Work to be completed>
Would you print the whole listing again, word for word?

*** Material to process ***

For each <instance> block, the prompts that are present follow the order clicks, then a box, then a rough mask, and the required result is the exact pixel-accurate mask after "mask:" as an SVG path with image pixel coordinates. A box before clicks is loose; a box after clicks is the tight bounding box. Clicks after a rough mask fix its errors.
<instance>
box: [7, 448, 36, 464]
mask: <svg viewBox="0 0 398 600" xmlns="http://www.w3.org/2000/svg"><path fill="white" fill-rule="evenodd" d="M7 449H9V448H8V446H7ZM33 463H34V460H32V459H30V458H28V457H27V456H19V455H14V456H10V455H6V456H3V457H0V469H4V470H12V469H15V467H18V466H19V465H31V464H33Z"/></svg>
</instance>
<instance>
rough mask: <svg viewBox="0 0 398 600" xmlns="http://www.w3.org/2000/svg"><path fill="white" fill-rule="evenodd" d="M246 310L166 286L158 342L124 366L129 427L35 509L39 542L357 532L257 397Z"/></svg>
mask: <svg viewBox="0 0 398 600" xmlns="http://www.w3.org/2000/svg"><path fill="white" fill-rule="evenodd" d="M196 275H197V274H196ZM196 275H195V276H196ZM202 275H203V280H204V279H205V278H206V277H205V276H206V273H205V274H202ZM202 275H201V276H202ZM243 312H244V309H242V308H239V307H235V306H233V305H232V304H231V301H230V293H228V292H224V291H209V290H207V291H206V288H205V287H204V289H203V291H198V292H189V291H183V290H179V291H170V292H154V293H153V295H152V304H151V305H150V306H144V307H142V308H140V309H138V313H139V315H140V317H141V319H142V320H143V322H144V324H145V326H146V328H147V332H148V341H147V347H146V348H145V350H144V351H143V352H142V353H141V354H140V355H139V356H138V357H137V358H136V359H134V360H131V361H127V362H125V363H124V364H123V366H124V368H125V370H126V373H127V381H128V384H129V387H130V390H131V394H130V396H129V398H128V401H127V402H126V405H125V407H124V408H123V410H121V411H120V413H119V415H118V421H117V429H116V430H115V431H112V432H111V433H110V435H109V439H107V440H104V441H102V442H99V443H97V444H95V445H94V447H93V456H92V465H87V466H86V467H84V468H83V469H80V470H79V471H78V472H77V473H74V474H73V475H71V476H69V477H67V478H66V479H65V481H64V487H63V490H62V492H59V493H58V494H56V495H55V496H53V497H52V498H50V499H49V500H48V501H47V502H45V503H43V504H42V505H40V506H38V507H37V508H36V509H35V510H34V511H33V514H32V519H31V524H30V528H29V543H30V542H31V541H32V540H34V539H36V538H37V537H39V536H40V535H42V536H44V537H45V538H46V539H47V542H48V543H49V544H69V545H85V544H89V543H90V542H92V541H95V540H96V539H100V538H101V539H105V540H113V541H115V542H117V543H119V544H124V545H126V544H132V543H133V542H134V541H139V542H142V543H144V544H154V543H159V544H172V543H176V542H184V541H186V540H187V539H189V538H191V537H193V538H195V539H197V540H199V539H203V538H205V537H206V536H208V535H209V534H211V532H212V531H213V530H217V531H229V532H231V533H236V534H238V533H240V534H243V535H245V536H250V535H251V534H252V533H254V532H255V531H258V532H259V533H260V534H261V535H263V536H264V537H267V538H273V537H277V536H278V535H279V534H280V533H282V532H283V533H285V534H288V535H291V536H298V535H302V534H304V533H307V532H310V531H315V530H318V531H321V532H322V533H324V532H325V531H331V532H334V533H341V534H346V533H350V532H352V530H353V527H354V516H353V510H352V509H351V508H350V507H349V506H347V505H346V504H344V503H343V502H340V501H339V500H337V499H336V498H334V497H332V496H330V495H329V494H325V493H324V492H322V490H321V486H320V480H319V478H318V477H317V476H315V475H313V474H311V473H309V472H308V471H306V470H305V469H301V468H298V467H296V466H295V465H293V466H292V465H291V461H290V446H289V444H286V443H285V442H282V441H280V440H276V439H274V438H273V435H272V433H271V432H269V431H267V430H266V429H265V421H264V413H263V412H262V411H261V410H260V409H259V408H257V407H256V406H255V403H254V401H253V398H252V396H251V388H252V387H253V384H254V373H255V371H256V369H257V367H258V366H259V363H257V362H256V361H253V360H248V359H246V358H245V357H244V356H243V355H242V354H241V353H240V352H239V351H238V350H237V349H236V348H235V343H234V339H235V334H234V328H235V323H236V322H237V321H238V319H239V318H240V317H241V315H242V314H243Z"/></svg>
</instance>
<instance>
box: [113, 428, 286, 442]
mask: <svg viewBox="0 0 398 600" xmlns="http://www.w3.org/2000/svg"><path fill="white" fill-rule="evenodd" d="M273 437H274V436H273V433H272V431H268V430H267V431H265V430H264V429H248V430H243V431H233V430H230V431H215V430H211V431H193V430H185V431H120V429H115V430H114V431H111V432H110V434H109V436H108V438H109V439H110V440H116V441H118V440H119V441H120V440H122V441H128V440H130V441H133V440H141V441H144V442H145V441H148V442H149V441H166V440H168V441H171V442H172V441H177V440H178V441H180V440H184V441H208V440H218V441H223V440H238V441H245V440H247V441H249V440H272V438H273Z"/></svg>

***

Answer box>
For each <instance> block, the prompts that are present follow the order clicks, then a box, then a rough mask, and the required result is the exact pixel-accurate mask after "mask:" as an SVG path with image pixel coordinates. A box before clicks is loose; a box after clicks is the tight bounding box. Clicks after a rough mask fix its errors.
<instance>
box: [7, 448, 36, 464]
mask: <svg viewBox="0 0 398 600" xmlns="http://www.w3.org/2000/svg"><path fill="white" fill-rule="evenodd" d="M7 449H9V448H8V446H7ZM33 463H34V460H32V459H30V458H28V457H27V456H19V455H14V456H10V455H6V456H3V457H0V469H4V470H12V469H15V467H18V466H19V465H31V464H33Z"/></svg>
</instance>
<instance>
rough mask: <svg viewBox="0 0 398 600" xmlns="http://www.w3.org/2000/svg"><path fill="white" fill-rule="evenodd" d="M246 310L166 286L158 342L124 366L129 427L35 509L39 542L357 532L257 397Z"/></svg>
mask: <svg viewBox="0 0 398 600" xmlns="http://www.w3.org/2000/svg"><path fill="white" fill-rule="evenodd" d="M196 275H197V274H196ZM196 275H195V276H196ZM202 275H203V280H204V279H205V278H206V277H205V276H206V273H205V274H202ZM202 275H201V276H202ZM243 312H244V309H242V308H239V307H235V306H233V305H232V304H231V301H230V293H228V292H224V291H209V290H207V291H206V288H205V287H204V289H203V291H198V292H189V291H183V290H179V291H170V292H154V293H153V295H152V304H151V305H150V306H144V307H142V308H140V309H138V313H139V315H140V317H141V319H142V320H143V322H144V324H145V326H146V328H147V332H148V341H147V347H146V348H145V350H144V351H143V352H142V353H141V354H140V355H139V356H138V357H137V358H136V359H134V360H131V361H127V362H125V363H124V364H123V366H124V368H125V370H126V373H127V381H128V384H129V387H130V390H131V394H130V396H129V398H128V401H127V402H126V405H125V407H124V408H123V410H121V411H120V413H119V415H118V421H117V429H116V430H115V431H112V432H111V433H110V435H109V439H107V440H104V441H102V442H99V443H97V444H95V445H94V447H93V456H92V465H87V466H86V467H84V468H83V469H80V470H79V471H78V472H77V473H74V474H73V475H71V476H69V477H67V478H66V479H65V481H64V487H63V490H62V492H59V493H58V494H56V495H55V496H53V497H52V498H50V499H49V500H48V501H47V502H45V503H43V504H42V505H40V506H38V507H37V508H36V509H35V510H34V511H33V514H32V519H31V524H30V528H29V543H30V542H31V541H32V540H34V539H36V538H37V537H39V536H40V535H42V536H44V537H45V538H46V539H47V542H48V543H49V544H69V545H85V544H89V543H90V542H92V541H95V540H96V539H100V538H101V539H105V540H113V541H115V542H117V543H119V544H124V545H126V544H132V543H133V542H134V541H139V542H142V543H144V544H154V543H159V544H172V543H176V542H184V541H186V540H187V539H189V538H191V537H193V538H195V539H197V540H199V539H203V538H205V537H206V536H208V535H209V534H211V532H212V531H213V530H217V531H229V532H231V533H236V534H238V533H240V534H243V535H245V536H250V535H251V534H252V533H254V532H255V531H258V532H259V533H260V534H261V535H263V536H264V537H267V538H273V537H277V536H278V535H279V534H280V533H282V532H283V533H285V534H288V535H291V536H298V535H302V534H304V533H307V532H310V531H315V530H318V531H321V532H322V533H324V532H325V531H331V532H334V533H341V534H346V533H350V532H352V530H353V527H354V516H353V510H352V509H351V508H350V507H349V506H347V505H346V504H344V503H343V502H340V501H339V500H337V499H336V498H334V497H332V496H330V495H329V494H325V493H324V492H322V490H321V486H320V480H319V478H318V477H317V476H315V475H313V474H311V473H309V472H308V471H306V470H305V469H301V468H298V467H296V466H295V465H293V466H292V465H291V461H290V446H289V444H286V443H285V442H282V441H280V440H276V439H274V438H273V435H272V433H271V432H269V431H267V430H266V429H265V421H264V413H263V412H262V411H261V410H260V409H259V408H257V407H256V406H255V403H254V401H253V398H252V396H251V388H252V387H253V384H254V373H255V371H256V369H257V367H258V366H259V363H257V362H256V361H253V360H248V359H246V358H245V357H244V356H243V355H242V354H241V353H240V352H239V351H238V350H237V349H236V348H235V343H234V339H235V334H234V328H235V323H236V322H237V321H238V319H239V318H240V317H241V315H242V314H243Z"/></svg>
</instance>
<instance>
box: [113, 428, 286, 442]
mask: <svg viewBox="0 0 398 600" xmlns="http://www.w3.org/2000/svg"><path fill="white" fill-rule="evenodd" d="M273 437H274V436H273V433H272V431H268V430H267V431H265V430H264V429H248V430H243V431H233V430H230V431H215V430H211V431H193V430H185V431H120V429H115V430H114V431H111V432H110V434H109V436H108V438H109V439H110V440H116V441H118V440H119V441H120V440H122V441H128V440H130V441H133V440H141V441H144V442H145V441H148V442H149V441H166V440H168V441H171V442H172V441H177V440H178V441H180V440H184V441H208V440H218V441H223V440H238V441H245V440H247V441H249V440H272V438H273Z"/></svg>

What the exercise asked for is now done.